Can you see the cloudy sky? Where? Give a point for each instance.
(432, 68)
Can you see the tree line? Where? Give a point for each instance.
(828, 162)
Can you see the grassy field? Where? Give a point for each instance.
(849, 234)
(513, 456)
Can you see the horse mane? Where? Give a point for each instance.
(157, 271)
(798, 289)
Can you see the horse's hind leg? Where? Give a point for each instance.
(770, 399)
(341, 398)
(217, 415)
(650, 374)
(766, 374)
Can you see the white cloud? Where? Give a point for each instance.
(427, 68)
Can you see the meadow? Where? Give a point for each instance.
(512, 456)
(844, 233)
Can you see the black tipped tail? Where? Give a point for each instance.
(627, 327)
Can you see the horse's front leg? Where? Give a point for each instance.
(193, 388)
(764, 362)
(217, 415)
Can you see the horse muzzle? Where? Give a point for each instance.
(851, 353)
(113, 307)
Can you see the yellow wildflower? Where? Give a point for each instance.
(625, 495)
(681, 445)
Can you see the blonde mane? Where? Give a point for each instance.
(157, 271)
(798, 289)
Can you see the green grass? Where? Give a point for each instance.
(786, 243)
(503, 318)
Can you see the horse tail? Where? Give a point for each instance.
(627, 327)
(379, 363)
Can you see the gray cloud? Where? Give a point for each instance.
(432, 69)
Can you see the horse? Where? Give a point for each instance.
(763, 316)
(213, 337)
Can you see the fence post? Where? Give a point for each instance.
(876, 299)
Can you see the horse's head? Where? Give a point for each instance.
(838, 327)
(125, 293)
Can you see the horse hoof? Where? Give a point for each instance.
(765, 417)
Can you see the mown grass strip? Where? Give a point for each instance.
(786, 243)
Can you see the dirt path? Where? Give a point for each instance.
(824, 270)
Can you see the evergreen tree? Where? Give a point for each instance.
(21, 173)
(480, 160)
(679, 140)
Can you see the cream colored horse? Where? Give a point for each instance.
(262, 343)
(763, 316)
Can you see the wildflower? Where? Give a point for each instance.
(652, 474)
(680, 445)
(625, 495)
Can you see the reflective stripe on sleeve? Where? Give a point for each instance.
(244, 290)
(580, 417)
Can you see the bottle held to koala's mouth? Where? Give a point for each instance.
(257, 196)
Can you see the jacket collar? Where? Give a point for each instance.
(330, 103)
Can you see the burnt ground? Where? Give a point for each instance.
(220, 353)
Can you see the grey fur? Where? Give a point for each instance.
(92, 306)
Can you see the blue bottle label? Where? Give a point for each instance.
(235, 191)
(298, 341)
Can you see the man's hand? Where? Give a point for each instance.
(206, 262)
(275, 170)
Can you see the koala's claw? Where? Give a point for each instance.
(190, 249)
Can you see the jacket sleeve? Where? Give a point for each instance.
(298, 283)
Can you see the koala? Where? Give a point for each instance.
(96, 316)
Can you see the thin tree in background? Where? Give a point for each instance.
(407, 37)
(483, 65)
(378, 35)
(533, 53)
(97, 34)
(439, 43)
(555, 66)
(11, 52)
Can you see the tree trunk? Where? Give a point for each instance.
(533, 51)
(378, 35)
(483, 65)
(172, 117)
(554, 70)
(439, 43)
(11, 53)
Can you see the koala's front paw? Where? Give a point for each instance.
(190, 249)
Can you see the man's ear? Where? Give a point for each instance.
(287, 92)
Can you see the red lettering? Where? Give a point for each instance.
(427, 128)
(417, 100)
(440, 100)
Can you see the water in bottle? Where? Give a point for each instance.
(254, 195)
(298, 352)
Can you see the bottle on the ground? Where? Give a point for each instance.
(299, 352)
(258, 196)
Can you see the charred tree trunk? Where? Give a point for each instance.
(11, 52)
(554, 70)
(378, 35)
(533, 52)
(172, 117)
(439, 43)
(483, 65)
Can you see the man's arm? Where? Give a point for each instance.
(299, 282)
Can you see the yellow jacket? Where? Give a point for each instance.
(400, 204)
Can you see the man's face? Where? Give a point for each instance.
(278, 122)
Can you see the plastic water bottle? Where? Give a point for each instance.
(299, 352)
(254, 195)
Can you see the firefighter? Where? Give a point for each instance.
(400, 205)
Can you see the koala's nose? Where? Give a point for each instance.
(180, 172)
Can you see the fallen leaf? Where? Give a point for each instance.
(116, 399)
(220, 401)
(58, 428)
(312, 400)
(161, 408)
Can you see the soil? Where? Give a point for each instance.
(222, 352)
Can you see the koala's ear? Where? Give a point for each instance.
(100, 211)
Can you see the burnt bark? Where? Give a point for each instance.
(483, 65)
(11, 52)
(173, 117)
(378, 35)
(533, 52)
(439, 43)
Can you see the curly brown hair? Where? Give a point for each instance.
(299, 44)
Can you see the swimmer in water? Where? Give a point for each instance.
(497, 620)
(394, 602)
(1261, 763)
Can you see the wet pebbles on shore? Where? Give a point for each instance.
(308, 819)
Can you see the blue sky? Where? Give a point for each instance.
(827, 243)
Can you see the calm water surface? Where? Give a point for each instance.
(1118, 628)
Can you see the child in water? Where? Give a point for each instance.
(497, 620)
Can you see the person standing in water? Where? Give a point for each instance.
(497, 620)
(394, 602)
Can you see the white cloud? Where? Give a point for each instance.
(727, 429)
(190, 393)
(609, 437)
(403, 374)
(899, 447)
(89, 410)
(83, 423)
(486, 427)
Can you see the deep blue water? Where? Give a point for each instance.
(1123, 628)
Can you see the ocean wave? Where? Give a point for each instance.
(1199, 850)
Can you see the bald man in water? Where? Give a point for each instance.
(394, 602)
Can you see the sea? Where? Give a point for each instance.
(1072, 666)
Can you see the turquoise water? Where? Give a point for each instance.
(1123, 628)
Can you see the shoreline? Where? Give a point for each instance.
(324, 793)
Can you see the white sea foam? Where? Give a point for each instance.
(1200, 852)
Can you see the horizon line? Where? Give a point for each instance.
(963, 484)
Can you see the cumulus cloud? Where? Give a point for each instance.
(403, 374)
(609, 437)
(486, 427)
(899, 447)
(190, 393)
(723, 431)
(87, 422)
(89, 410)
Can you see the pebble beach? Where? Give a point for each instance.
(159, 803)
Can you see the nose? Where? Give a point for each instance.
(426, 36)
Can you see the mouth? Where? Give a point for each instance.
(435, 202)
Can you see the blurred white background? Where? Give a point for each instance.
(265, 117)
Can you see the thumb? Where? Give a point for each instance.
•••
Reproduce each line verbatim.

* Solution to the exercise:
Can you see the cloudy sky? Where? Give a point for each instance.
(432, 68)
Can you see the tree line? Where? Give a point for each instance.
(828, 162)
Can you see the grassy field? Where? Give a point for each instance.
(849, 234)
(513, 456)
Can you see the horse mane? Where? Give a point for each instance.
(157, 271)
(798, 289)
Can you see the horse's hind leg? Where? Give a point for each instance.
(770, 399)
(341, 398)
(217, 415)
(650, 374)
(766, 374)
Can you see the white cloud? Where? Give a point for each instance.
(427, 68)
Can you see the meadow? Where? Give a point for each instance.
(512, 456)
(844, 233)
Can you see the black tipped tail? Where? Give a point for each instance.
(627, 327)
Can you see the horse's front leg? Where? Give a point for each instance.
(193, 388)
(764, 362)
(217, 415)
Can you see the horse muzzle? Where? Give a point for each instance.
(851, 353)
(113, 307)
Can you see the yellow wildflower? Where? Give a point for each instance.
(625, 495)
(681, 445)
Can you see the blonde mane? Where? Give a point for each instance.
(157, 271)
(798, 289)
Can you see the green grass? Where? Give a point for each instance.
(786, 243)
(503, 318)
Can you see the horse tail? Where? Give a point for each instance.
(627, 327)
(379, 363)
Can you see the gray cloud? Where? Give a point for each instance.
(432, 69)
Can you see the horse? Where? Give a point for each instance.
(763, 316)
(213, 337)
Can you see the fence post? Where? Give a point for each instance.
(876, 299)
Can you see the horse's head? Where? Give a point for each instance.
(838, 327)
(125, 293)
Can you see the horse hoof? Where? Give a point for each instance.
(765, 417)
Can you see the mown grass strip? Where? Give a point for each instance.
(786, 243)
Can you see the dirt path? Where? Give a point for each instance.
(824, 270)
Can you see the evergreen tree? Where? Give a point for each instance.
(21, 173)
(480, 160)
(679, 140)
Can you see the cream colored horse? Where? Give a point for each instance.
(262, 343)
(763, 316)
Can you see the wildflower? Where? Give a point for each instance.
(652, 474)
(680, 445)
(625, 495)
Can you see the reflective stripe on sleeve? Where? Give a point for each instance.
(244, 290)
(580, 417)
Can you see the bottle held to koala's mouth? Where? Give a point for each instance.
(257, 196)
Can you see the jacket collar? Where? Give a point for each instance.
(330, 103)
Can you see the burnt ground? Where? Give a point for each instance.
(220, 353)
Can you see the grey fur? Where? Give a point for each instance.
(92, 306)
Can you see the blue bottle label? Where? Give a point for each instance.
(235, 191)
(298, 341)
Can you see the man's hand? Where? Give a point for each instance.
(206, 262)
(275, 170)
Can you see the koala's claw? Where? Give a point for each instance.
(190, 249)
Can you see the jacket sleeve? Where? Give a point for each instance.
(298, 283)
Can you see the koala? Where? Give a point for each instance.
(96, 316)
Can you see the thin tree in background? Where? Give a point for each instance.
(407, 37)
(483, 65)
(378, 35)
(533, 53)
(97, 34)
(439, 43)
(555, 66)
(11, 52)
Can you see the tree trunk? Where? Give a point for each instance.
(533, 51)
(378, 35)
(483, 65)
(172, 117)
(554, 70)
(439, 43)
(11, 53)
Can you see the koala's front paw? Where? Give a point for each instance.
(190, 249)
Can you see the man's ear? Where? Give a point for each instance.
(287, 92)
Can you see the red lettering? Where? Give a point for each instance.
(427, 128)
(417, 100)
(440, 100)
Can you see the water in bottle? Where? Give a point for each instance.
(254, 195)
(298, 352)
Can you see the bottle on the ground? Where? Give a point for each instance.
(299, 352)
(258, 196)
Can you see the charred tree trunk? Where? Give a point for each instance.
(11, 52)
(554, 70)
(378, 35)
(533, 52)
(172, 117)
(439, 43)
(483, 65)
Can you see the man's arm? Where? Give a point for each instance.
(299, 282)
Can you see the yellow jacket? Where? Give a point for each instance.
(400, 204)
Can you see the man's face? Where? Give a point for each instance.
(278, 122)
Can you see the plastic water bottle? Where? Give a point for each instance.
(299, 352)
(254, 195)
Can you see the firefighter? Where? Give a point for each instance.
(400, 205)
Can you see the koala's nose? Where? Give a point for each instance.
(180, 172)
Can you see the fallen leaf? Where? Give a point for each instance.
(116, 399)
(220, 401)
(58, 428)
(312, 400)
(161, 408)
Can you see the soil? Where? Give a point for each instance.
(222, 352)
Can you see the koala's ear? Where? Give a point for each instance.
(100, 211)
Can you see the burnt bark? Where? Give a point for each instance.
(483, 65)
(11, 52)
(173, 117)
(378, 35)
(533, 52)
(439, 43)
Can you see the curly brown hair? Where? Give a point for each instance.
(299, 44)
Can you see the swimmer in water? Where? Give a point for each instance.
(497, 620)
(394, 602)
(1261, 763)
Can you see the wet pebbles on shore? Where? Give a point for each instance.
(308, 819)
Can you see the blue sky? Where? Give a point for each instance.
(827, 243)
Can you see the calm water surface? Where? Give a point for each instance.
(1118, 628)
Can you see the child in water? Where? Give a point for each instance.
(497, 620)
Can you see the person standing in water? Where? Give a point for each instance.
(497, 620)
(394, 602)
Can you see the white cloud? Where? Give a point for each instance.
(727, 429)
(190, 393)
(609, 437)
(403, 374)
(899, 447)
(89, 410)
(83, 423)
(486, 427)
Can you see the deep blue water? Where? Give a point for each instance.
(1123, 628)
Can you see the ocean wave? Where? Give a point for each instance.
(1199, 850)
Can you see the bald man in water? Where? Give a point for each instance.
(394, 602)
Can you see the sea? Where? Give a point for each instance.
(1072, 666)
Can you see the turquoise water? Where? Give a point for each instance.
(1123, 628)
Can you see the shoreline? Where? Give a point for each instance.
(324, 793)
Can you see the white sea foam? Where? Give a point for each instance.
(1200, 852)
Can you see the horizon line? Where? Give a point for each instance.
(963, 484)
Can you see the cumulus cloud? Where? Give a point for each instance.
(403, 374)
(609, 437)
(486, 427)
(899, 447)
(190, 393)
(723, 431)
(87, 422)
(89, 410)
Can you see the pebble beach? Where? Give a point for each instance.
(159, 803)
Can you see the nose? Where? Give a point for each instance.
(426, 36)
Can you see the mouth? Where? Give a point for each instance.
(435, 202)
Can you see the blurred white background? Where? Give a point for each instance.
(265, 117)
Can you see the thumb? Where? Give a point for each instance.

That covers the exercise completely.